→ **Assigned task**: Count the lines in the data below that contain the string "clicks". Reply with the number alone.

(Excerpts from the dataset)

[Start of section]

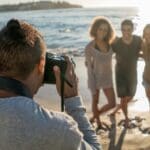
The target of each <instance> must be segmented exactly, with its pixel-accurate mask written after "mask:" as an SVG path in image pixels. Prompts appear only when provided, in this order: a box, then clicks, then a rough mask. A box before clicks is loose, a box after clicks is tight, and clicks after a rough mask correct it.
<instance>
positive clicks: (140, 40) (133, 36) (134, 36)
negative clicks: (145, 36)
mask: <svg viewBox="0 0 150 150" xmlns="http://www.w3.org/2000/svg"><path fill="white" fill-rule="evenodd" d="M133 37H134V39H135V40H136V41H142V37H141V36H139V35H133Z"/></svg>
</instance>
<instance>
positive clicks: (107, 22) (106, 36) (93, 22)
mask: <svg viewBox="0 0 150 150" xmlns="http://www.w3.org/2000/svg"><path fill="white" fill-rule="evenodd" d="M102 24H107V25H108V33H107V35H106V38H105V41H106V42H107V43H109V44H111V43H112V41H113V40H114V39H115V32H114V29H113V27H112V24H111V23H110V21H109V20H108V19H107V18H105V17H103V16H97V17H95V18H94V19H93V22H92V24H91V27H90V30H89V34H90V36H91V37H92V38H93V39H95V38H96V34H97V30H98V28H99V26H100V25H102Z"/></svg>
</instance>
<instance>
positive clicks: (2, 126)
mask: <svg viewBox="0 0 150 150" xmlns="http://www.w3.org/2000/svg"><path fill="white" fill-rule="evenodd" d="M45 55H46V46H45V43H44V40H43V38H42V36H41V34H40V33H39V32H38V31H37V30H36V29H35V28H34V27H33V26H31V25H29V24H27V23H25V22H23V21H19V20H15V19H12V20H10V21H9V22H8V23H7V25H6V26H5V27H4V28H3V29H2V30H1V31H0V149H1V150H31V149H32V150H79V149H80V150H87V149H88V150H90V149H96V150H99V149H101V146H100V144H99V143H98V139H97V137H96V135H95V132H94V131H93V129H92V127H91V125H90V123H89V121H88V119H87V116H86V115H85V108H84V106H83V105H82V100H81V98H80V97H79V93H78V79H77V77H76V75H75V72H74V67H73V65H72V63H71V61H70V60H69V58H68V57H66V62H67V69H66V74H65V77H66V78H67V80H68V81H69V82H70V83H71V84H72V87H70V86H69V85H68V84H66V83H64V93H63V95H64V98H65V110H66V112H67V113H68V114H69V115H70V116H71V117H70V116H69V115H66V114H64V113H59V112H52V111H51V112H50V111H48V110H46V109H44V108H42V107H41V106H39V105H38V104H37V103H35V102H34V101H33V96H34V94H35V93H36V92H37V91H38V89H39V87H40V86H41V85H42V84H43V80H44V79H43V78H44V70H45V69H44V68H45ZM54 74H55V78H56V87H57V91H58V93H59V94H60V93H61V92H60V90H61V89H60V87H61V78H60V75H61V71H60V68H59V67H57V66H54ZM72 118H73V119H72Z"/></svg>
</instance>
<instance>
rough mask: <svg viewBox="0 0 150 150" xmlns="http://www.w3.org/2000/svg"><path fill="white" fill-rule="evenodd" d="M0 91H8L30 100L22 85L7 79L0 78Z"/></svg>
mask: <svg viewBox="0 0 150 150" xmlns="http://www.w3.org/2000/svg"><path fill="white" fill-rule="evenodd" d="M0 90H5V91H10V92H13V93H15V94H16V95H20V96H25V97H29V98H32V95H31V93H30V91H29V90H28V88H27V87H26V86H25V85H24V84H23V83H21V82H20V81H18V80H16V79H12V78H9V77H2V76H1V77H0Z"/></svg>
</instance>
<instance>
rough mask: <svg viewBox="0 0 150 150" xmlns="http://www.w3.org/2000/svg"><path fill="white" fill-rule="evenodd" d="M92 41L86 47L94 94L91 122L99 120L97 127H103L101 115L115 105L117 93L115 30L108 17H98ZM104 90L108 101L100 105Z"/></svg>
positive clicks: (87, 64)
mask: <svg viewBox="0 0 150 150" xmlns="http://www.w3.org/2000/svg"><path fill="white" fill-rule="evenodd" d="M90 36H91V37H92V41H90V42H89V44H88V45H87V46H86V48H85V65H86V67H87V73H88V88H89V89H90V91H91V94H92V112H93V116H92V118H91V119H90V121H91V123H93V122H94V121H96V122H97V128H98V129H100V128H103V127H102V123H101V121H100V118H99V116H100V115H101V114H102V113H103V112H106V111H108V110H110V109H111V108H113V107H115V105H116V102H115V94H114V88H113V82H112V54H113V51H112V48H111V46H110V45H111V43H112V41H113V39H114V30H113V28H112V26H111V23H110V22H109V21H108V19H107V18H104V17H96V18H94V21H93V23H92V25H91V28H90ZM101 89H102V90H103V92H104V94H105V95H106V98H107V101H108V103H107V104H106V105H104V106H102V107H101V108H99V107H98V103H99V96H100V90H101Z"/></svg>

[End of section]

→ **Answer box**: 6